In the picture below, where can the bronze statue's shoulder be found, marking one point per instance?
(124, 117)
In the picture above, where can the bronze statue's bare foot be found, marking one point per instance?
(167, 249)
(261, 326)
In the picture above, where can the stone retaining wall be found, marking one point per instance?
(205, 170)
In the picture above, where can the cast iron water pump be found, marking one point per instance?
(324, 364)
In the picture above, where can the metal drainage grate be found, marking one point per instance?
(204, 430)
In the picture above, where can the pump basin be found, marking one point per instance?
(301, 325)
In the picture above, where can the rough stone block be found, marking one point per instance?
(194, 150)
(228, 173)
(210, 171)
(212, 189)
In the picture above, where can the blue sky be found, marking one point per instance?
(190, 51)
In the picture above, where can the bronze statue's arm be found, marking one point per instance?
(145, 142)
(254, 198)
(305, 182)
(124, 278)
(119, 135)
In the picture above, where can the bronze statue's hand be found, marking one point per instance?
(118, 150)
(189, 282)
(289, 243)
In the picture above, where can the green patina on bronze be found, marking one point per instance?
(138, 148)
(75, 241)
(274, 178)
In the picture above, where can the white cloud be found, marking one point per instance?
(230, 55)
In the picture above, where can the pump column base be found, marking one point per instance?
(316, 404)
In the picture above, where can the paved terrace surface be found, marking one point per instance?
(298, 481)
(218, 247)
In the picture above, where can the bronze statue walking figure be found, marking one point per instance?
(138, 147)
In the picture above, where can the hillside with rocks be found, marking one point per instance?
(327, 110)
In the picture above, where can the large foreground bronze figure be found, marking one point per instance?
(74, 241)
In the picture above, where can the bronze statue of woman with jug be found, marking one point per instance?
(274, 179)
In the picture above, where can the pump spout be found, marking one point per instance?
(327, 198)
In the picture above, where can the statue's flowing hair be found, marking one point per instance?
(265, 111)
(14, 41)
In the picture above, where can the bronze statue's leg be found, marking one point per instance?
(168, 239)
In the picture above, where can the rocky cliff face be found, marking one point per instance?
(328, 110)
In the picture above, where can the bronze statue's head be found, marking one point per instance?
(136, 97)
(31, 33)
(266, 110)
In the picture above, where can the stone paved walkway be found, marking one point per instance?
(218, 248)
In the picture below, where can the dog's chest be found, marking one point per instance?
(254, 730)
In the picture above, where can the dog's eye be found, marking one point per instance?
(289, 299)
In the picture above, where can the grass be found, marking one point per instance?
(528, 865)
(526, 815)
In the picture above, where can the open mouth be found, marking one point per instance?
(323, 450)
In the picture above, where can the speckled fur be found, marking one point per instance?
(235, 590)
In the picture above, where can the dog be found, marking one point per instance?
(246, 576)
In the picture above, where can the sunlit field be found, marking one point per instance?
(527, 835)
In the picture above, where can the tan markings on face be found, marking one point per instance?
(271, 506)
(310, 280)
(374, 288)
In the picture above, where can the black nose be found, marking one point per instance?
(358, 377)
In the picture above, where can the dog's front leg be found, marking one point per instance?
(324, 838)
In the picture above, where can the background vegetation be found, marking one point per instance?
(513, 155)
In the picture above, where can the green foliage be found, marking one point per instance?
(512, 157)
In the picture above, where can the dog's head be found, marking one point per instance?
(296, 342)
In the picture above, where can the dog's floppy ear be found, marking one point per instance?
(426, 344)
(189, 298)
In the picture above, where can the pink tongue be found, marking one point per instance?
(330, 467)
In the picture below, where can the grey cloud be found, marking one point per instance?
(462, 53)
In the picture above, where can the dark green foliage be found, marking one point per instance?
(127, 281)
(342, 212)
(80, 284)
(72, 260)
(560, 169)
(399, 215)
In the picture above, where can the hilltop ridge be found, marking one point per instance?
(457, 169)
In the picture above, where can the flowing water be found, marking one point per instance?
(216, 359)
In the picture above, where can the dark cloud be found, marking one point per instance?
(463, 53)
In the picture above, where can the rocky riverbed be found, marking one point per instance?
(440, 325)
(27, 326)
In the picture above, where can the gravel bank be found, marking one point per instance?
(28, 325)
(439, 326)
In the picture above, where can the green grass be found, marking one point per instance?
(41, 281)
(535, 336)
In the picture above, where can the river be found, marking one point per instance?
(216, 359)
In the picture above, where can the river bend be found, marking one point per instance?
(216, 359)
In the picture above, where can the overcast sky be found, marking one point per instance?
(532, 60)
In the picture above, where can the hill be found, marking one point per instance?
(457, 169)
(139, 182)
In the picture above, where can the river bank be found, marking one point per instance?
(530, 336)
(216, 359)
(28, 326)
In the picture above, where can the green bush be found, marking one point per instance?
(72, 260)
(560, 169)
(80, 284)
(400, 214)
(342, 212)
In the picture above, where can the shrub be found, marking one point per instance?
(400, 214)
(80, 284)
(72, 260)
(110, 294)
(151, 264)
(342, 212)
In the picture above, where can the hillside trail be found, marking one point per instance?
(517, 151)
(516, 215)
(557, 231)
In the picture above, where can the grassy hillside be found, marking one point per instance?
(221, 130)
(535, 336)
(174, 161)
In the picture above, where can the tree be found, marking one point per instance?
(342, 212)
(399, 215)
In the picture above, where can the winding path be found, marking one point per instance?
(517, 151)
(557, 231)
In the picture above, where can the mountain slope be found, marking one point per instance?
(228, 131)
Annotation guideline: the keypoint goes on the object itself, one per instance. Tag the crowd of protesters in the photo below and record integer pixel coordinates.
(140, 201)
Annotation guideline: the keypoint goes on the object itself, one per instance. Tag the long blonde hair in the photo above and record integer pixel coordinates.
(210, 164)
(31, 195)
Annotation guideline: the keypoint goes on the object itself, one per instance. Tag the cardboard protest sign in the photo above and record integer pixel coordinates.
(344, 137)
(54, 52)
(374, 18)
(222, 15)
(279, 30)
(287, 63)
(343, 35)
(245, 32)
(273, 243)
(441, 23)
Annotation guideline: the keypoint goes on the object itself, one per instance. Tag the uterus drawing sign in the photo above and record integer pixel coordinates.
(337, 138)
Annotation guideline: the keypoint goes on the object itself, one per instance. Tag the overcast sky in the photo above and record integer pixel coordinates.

━━━━━━━━━━━━━━━━

* Challenge
Copy out the full material exactly as it appears.

* Exercise result
In the picture below, where can the bronze statue's shoulder be found, marking one point per instance?
(124, 117)
In the picture above, where can the bronze statue's bare foot be found, marking one point per instance?
(167, 249)
(261, 326)
In the picture above, where can the stone retaining wall be found, marking one point per instance?
(205, 170)
In the picture above, where can the cast iron water pump be found, marking one point per instance?
(324, 364)
In the picture above, where can the metal drainage grate be found, marking one point per instance?
(204, 430)
In the picture above, where can the pump basin be found, marking one point per instance?
(301, 325)
In the picture above, where can the rough stone block be found, marking one point per instance?
(194, 150)
(228, 173)
(210, 171)
(212, 189)
In the picture above, where can the blue sky be found, marking one point per instance?
(190, 51)
In the picture above, where can the bronze statue's arm be found, marking one point per instance?
(145, 142)
(254, 198)
(305, 182)
(124, 278)
(119, 135)
In the picture above, where can the bronze statue's hand be found, marking one point per instance?
(118, 150)
(189, 282)
(289, 243)
In the picture above, where can the green patina on bronze be found, marking one point per instance?
(138, 148)
(75, 241)
(274, 178)
In the picture above, where can the white cloud be found, marking one point per instance?
(230, 55)
In the picture above, where can the pump column base be found, marking one point per instance?
(316, 404)
In the picture above, where can the paved terrace surface be found, marking one point per instance?
(298, 481)
(218, 247)
In the picture above, where can the bronze statue walking figure be found, marking one point per instance?
(138, 147)
In the picture above, where can the hillside with rocks be found, marking one point per instance?
(327, 110)
In the picture above, where can the large foreground bronze figure be found, marking one point per instance?
(74, 241)
In the picture above, where can the bronze statue of woman with jug be found, marking one point per instance?
(274, 179)
In the picture above, where can the pump spout be found, marking one point per instance?
(327, 198)
In the picture above, where can the statue's flowing hair be found, marking one point per instance?
(265, 111)
(14, 41)
In the picture above, where can the bronze statue's leg be found, marking one point per instance?
(168, 239)
In the picture above, where can the rocky cliff face be found, marking one point per instance?
(328, 110)
In the picture above, where can the bronze statue's head be found, marking one point per instance?
(136, 97)
(31, 33)
(266, 110)
In the picture above, where can the stone paved walkway be found, marking one point per instance?
(218, 248)
In the picture below, where can the dog's chest be found, marking one point per instance?
(254, 730)
In the picture above, where can the dog's eye be found, marking one point per instance?
(289, 299)
In the picture above, where can the grass be found, marking one point per instance?
(528, 865)
(526, 815)
In the picture above, where can the open mouth be found, marking one point per instance?
(323, 450)
In the picture above, where can the speckled fur be found, marking one point per instance?
(235, 590)
In the picture above, where can the dog be found, marking one point per instance?
(246, 576)
In the picture above, where can the sunlit field be found, marking one point per instance?
(527, 835)
In the picture above, where can the tan markings on face be found, marking one point per instance?
(271, 506)
(310, 280)
(374, 288)
In the picture above, where can the black nose be found, marking one point per instance?
(358, 377)
In the picture above, where can the dog's front leg be found, marking one point per instance?
(324, 838)
In the picture above, where can the background vegetation be found, marking one point per instance?
(513, 155)
In the picture above, where can the green foliage be found, marking one point per instance?
(512, 157)
In the picture above, where can the dog's head be found, marking one point per instance?
(296, 342)
In the picture above, where can the dog's floppy ear be found, marking one point per instance?
(426, 344)
(189, 298)
In the picture above, where can the pink tongue be found, marking one point per instance?
(330, 467)
In the picture below, where can the grey cloud be found, marking one point per instance?
(462, 53)
In the picture above, where can the dark green foliage be found, marking one point per instance?
(127, 281)
(342, 212)
(80, 284)
(72, 260)
(560, 169)
(399, 215)
In the picture above, where can the hilltop ridge be found, marking one point per instance?
(457, 169)
In the picture above, where can the flowing water be found, marking one point per instance?
(216, 359)
In the picture above, where can the dark cloud be found, marking one point per instance?
(463, 53)
In the picture above, where can the rocky riverbed be found, marking one point per instance?
(440, 325)
(27, 326)
In the picture above, where can the gravel bank be found, marking one point per instance?
(28, 325)
(439, 326)
In the picture above, where can the green grass be found, marking one point per instance?
(41, 281)
(535, 336)
In the picture above, where can the river be found, marking one point per instance?
(216, 359)
In the picture above, where can the river bend be found, marking one point per instance?
(216, 359)
In the picture above, where can the overcast sky be found, marking one point per instance?
(532, 60)
In the picture above, where can the hill be found, marking one point per instance?
(457, 169)
(139, 182)
In the picture above, where can the river bank be found, marking one point per instance?
(530, 336)
(216, 359)
(28, 326)
In the picture above, where can the green bush be found, marking one point per instance?
(72, 260)
(560, 169)
(80, 284)
(400, 214)
(342, 212)
In the picture above, where can the shrub be found, marking one point per instance?
(400, 214)
(80, 284)
(72, 260)
(110, 294)
(151, 264)
(342, 212)
In the picture above, where can the hillside trail be found, marking one point per instance?
(517, 151)
(516, 215)
(557, 231)
In the picture above, where can the grassy hillside be found, marking one point per instance?
(221, 130)
(535, 336)
(174, 161)
In the picture above, where can the tree be found, marking one point per instance?
(342, 212)
(399, 215)
In the picture above, where can the winding path be found, marking one point per instance?
(517, 151)
(557, 231)
In the picture above, where can the mountain slope be found, marking one point per instance?
(228, 131)
Annotation guideline: the keypoint goes on the object itself, one per instance. Tag the crowd of protesters in the photo below and record integer pixel coordinates.
(140, 201)
Annotation guideline: the keypoint goes on the object itself, one per instance. Tag the long blonde hair in the photo above and record integer pixel coordinates.
(210, 164)
(31, 195)
Annotation guideline: the keypoint goes on the object itself, one per instance. Tag the cardboard protest sign in the photo above and record integer pixel coordinates.
(344, 137)
(54, 52)
(374, 18)
(222, 15)
(279, 30)
(287, 63)
(343, 35)
(245, 32)
(273, 243)
(441, 23)
Annotation guideline: the keypoint goes on the object itself, one per instance. Tag the uterus drawing sign in the photo above and record integer pixel coordinates.
(337, 138)
Annotation guideline: the keypoint goes on the object itself, one per instance. Tag the overcast sky in the photo above and record integer pixel coordinates.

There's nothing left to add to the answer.